* Problem A *
According to the passage on the Hierarchical CWE Scoring System, which data should be used to build the hierarchy graph $H$?
* Problem B *
Continue the passage on the Hierarchical CWE Scoring System from its last sentence.
Source extract: Begin
9. Conclusion and Future Directions¶

9.1. Summary of HCSS¶

This report has detailed the design of the Hierarchical CWE Scoring System (HCSS), a novel framework for evaluating automated tools that map CVEs to CWEs. Addressing the inherent multi-label nature of CVE-CWE assignments and the crucial hierarchical structure of the CWE list, HCSS utilizes set-based hierarchical precision (hP), recall (hR), and F-measure (hF) as its core metrics. By augmenting the predicted and true CWE sets with their ancestors, HCSS naturally incorporates partial credit for predictions that are hierarchically close to the ground truth, rewarding semantic understanding beyond exact matches. The system specifies both Micro and Macro averaging techniques for aggregating scores across a benchmark dataset, providing a comprehensive view of tool performance. HCSS offers a significant improvement over traditional flat classification metrics, which fail to account for the severity of hierarchical errors, and provides a standardized, justifiable methodology tailored to the specific challenges of CVE-to-CWE mapping evaluation.

9.2. Recommendations for Implementation and Use¶

For practical implementation and application of HCSS:

Data Sources: Utilize the official MITRE CWE XML data downloads to construct the hierarchy graph $H$. Standard graph traversal algorithms (e.g., Breadth-First Search or Depth-First Search) can be used to find ancestors.
Benchmark Dataset: Employ a high-quality, curated benchmark dataset as described in Section 4. This dataset should contain representative CVEs with accurate, specific (ideally Base/Variant level) multi-label CWE ground truth mappings. The quality of the benchmark is paramount for meaningful evaluation.
Metric Calculation: Implement the calculation of augmented sets ($Y_{aug}, \hat{Y}_{aug}$) and the subsequent computation of per-CVE $hP_i, hR_i, hF_i$. Aggregate these scores using both Micro and Macro averaging as defined in Section 8.5.
Source extract: End
Record excerpts: Begin
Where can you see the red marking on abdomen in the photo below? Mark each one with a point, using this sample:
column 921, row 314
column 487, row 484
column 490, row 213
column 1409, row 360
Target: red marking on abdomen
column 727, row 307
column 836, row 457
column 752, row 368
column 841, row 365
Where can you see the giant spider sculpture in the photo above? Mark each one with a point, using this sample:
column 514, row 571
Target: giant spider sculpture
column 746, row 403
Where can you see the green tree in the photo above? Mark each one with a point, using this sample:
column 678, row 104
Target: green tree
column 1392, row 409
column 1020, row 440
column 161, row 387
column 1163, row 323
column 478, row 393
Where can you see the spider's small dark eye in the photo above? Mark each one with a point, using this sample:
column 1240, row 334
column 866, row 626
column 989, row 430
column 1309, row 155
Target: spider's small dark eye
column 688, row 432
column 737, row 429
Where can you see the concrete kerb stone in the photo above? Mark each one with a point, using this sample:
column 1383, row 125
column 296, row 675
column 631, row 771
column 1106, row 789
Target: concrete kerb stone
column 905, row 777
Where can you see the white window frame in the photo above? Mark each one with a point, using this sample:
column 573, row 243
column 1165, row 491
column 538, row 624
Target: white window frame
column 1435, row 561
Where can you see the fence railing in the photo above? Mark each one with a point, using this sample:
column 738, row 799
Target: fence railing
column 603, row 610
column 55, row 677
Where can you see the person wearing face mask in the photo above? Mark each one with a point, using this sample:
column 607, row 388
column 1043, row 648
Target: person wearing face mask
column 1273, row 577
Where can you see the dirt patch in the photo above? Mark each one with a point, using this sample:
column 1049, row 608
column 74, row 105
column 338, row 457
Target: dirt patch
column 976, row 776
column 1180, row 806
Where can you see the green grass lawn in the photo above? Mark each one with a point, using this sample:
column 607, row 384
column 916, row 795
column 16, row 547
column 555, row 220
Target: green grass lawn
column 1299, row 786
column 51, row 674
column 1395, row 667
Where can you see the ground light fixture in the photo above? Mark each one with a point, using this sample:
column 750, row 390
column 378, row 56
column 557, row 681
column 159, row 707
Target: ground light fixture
Record excerpts: End
* Answer box A *
The official MITRE CWE XML data downloads.

* Answer box B *
Reporting: Report Micro-hF and Macro-hF as the primary HCSS scores. Include the corresponding Micro/Macro hP and hR values for completeness. Consider reporting standard metrics (e.g., Hamming Loss) alongside HCSS scores for broader context, while clearly stating the limitations of those flat metrics.

9.3. Future Work and Potential Extensions¶

The HCSS framework provides a solid foundation, but several avenues exist for future refinement and extension:

Severity Weighting: Incorporate the severity or potential impact of CWEs into the scoring. Errors involving critical weaknesses (e.g., those highly ranked in the CWE Top 25 or having high CWSS scores) could be penalized more heavily than errors involving less severe weaknesses. This would require integrating CWSS scores or similar risk assessments into the calculation.
Refined Closeness Metrics: Empirically investigate the performance and semantic validity of different structural closeness metrics (e.g., Wu & Palmer vs. LCS Depth vs. path-based variants) within the CWE context to potentially refine diagnostic analyses or alternative scoring functions.
Confidence Weighting: If benchmark datasets include confidence scores for ground-truth mappings (reflecting NVD assignment vs. CNA verification vs. expert annotation), HCSS could potentially weight comparisons based on this confidence.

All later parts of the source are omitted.